* TASK BRIEF *
Give the records again in full, exactly as they are.

== DATA SHOWN ==

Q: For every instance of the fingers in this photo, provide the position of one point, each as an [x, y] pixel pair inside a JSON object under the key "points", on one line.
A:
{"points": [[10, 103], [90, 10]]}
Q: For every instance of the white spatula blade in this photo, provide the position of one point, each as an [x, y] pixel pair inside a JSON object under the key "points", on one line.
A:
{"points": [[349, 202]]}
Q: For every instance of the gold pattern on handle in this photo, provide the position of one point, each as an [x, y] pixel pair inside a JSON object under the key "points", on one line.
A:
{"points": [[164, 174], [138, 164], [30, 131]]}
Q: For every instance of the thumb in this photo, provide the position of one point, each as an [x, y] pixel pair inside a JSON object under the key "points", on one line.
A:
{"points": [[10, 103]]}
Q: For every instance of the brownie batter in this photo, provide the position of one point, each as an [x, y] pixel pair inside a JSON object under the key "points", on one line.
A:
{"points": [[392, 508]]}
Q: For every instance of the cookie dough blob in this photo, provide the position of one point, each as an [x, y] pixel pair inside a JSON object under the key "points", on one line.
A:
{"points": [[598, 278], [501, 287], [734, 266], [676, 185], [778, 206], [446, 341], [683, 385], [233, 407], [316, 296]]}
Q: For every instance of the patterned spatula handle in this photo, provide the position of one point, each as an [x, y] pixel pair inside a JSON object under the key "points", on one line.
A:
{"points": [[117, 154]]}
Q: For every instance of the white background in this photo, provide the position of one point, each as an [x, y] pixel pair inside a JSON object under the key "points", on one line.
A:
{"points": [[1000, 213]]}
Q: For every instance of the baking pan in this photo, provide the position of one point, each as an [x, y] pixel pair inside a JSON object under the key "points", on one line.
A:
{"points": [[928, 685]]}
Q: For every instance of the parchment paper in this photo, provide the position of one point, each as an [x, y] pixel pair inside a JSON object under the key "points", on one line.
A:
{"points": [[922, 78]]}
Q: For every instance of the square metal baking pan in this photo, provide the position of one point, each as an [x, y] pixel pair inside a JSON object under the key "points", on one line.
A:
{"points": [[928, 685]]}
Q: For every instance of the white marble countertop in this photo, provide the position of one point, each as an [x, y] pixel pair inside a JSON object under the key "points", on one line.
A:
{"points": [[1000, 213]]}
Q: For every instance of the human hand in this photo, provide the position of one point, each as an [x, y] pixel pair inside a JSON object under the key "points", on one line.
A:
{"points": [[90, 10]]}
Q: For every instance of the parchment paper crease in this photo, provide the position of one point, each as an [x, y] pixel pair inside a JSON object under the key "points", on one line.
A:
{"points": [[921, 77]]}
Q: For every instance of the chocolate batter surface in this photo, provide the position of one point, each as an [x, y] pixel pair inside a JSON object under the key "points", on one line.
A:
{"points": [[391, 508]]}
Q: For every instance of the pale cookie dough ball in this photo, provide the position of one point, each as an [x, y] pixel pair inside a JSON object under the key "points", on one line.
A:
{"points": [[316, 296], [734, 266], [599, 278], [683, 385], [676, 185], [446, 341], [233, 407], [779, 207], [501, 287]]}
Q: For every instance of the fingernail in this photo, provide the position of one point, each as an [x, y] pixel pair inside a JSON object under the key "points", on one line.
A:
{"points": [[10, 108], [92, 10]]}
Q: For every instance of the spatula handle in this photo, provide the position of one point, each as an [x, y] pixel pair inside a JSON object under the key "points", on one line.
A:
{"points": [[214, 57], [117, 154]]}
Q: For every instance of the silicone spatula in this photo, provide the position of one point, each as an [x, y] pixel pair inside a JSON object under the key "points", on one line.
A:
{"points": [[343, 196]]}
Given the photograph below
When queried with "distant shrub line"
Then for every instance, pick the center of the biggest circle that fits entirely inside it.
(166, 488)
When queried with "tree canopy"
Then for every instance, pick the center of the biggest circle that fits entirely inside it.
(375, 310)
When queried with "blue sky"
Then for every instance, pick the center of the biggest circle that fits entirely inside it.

===

* SOLVED PROBLEM *
Q: For every instance of the fingers in this photo, provide the position of one point, each as an [x, y] pixel pair inside a JSON object under the key "points", on one line.
A:
{"points": [[10, 103], [90, 10]]}
Q: For every instance of the white spatula blade in this photo, provide the position of one point, each as an [x, y] pixel pair inside a JSON object under the key "points", on one line.
A:
{"points": [[349, 202]]}
Q: For every instance of the gold pattern on handle in this photo, provide the position of one point, each as an [x, y] pixel pair inside a JSON object under the key "points", on one line.
A:
{"points": [[164, 174], [138, 164], [30, 131]]}
Q: For every instance of the thumb in this photo, provide the position of one point, each as an [x, y] pixel pair inside a JSON object under the key "points", on one line.
A:
{"points": [[10, 103]]}
Q: For every instance of the brownie batter in this photo, provide the position of one point, each as an [x, y] pixel pair inside a JSON object under the key "points", on one line.
A:
{"points": [[392, 508]]}
Q: For every instance of the cookie dough blob in this photo, provide the position of one point, each as an [x, y] pixel pair inside a JSON object under the key "points", on one line.
A:
{"points": [[598, 278], [501, 287], [734, 266], [676, 185], [778, 206], [446, 341], [683, 385], [233, 407], [316, 296]]}
Q: For every instance of the patterned spatula handle in this photo, provide the position of one point, each as an [x, y] pixel pair inside a JSON object under the key "points", on one line.
A:
{"points": [[117, 154]]}
Q: For every instance of the white background in this photo, provide the position of one point, each as an [x, y] pixel pair inside a JSON object under the key "points", on one line.
A:
{"points": [[1000, 213]]}
Q: For every instance of the baking pan in this photo, provide the position of one point, each as an [x, y] pixel pair inside a JSON object under the key "points", on one line.
A:
{"points": [[928, 685]]}
Q: For every instance of the parchment paper in this photo, provide the position of one point, each as an [x, y] pixel pair inside a JSON object under the key "points", on one line.
A:
{"points": [[922, 78]]}
Q: For every instance of the square metal baking pan in this photo, provide the position of one point, each as an [x, y] pixel pair inside a JSON object under the key "points", on one line.
A:
{"points": [[928, 685]]}
Q: For every instance of the white marble countertop in this photo, provide the position of one point, each as an [x, y] pixel pair inside a JSON object under the key "points", on one line.
A:
{"points": [[1000, 213]]}
Q: For every instance of the human hand in this photo, provide the position of one point, each as an [x, y] pixel pair inside a JSON object under the key "points", on one line.
A:
{"points": [[90, 10]]}
Q: For every instance of the parchment paper crease in this photo, provide the position of one point, each as an [x, y] pixel pair inside a JSON object under the key "points", on one line.
A:
{"points": [[921, 77]]}
Q: For every instance of the chocolate batter surface in this photo, provide the position of one point, each as an [x, y] pixel pair inside a JSON object under the key "points", on one line.
A:
{"points": [[391, 508]]}
Q: For every instance of the pale cookie dough ball in this photo, provide the position of one point, each as an [x, y] pixel pair inside a JSON object under the key "points", on one line.
A:
{"points": [[316, 296], [734, 266], [599, 278], [683, 385], [676, 185], [446, 341], [233, 407], [779, 207], [501, 287]]}
Q: For every instance of the fingernail in this photo, provide the position of one point, each as an [x, y] pixel pair inside a JSON object under the key "points", on one line.
A:
{"points": [[10, 108], [92, 10]]}
Q: For every instance of the spatula handle in this photo, provide the position of one point, each as an [x, y] pixel pair inside a JSON object under the key "points", on one line.
A:
{"points": [[214, 57], [117, 154]]}
Q: For every instance of the silicone spatula in this photo, provide the position of one point, each as an [x, y] pixel pair inside a JSON object under the key "points", on one line.
A:
{"points": [[343, 196]]}
Given the photograph below
When queried with "distant shrub line"
Then for every instance, pick the center of the biggest circle that fits entirely inside it.
(166, 488)
When queried with "tree canopy"
Then for every instance, pick the center of the biggest circle that fits entirely inside it.
(375, 310)
When queried with "blue sky"
Then for every instance, pick the center of the biggest circle that fits entirely inside it.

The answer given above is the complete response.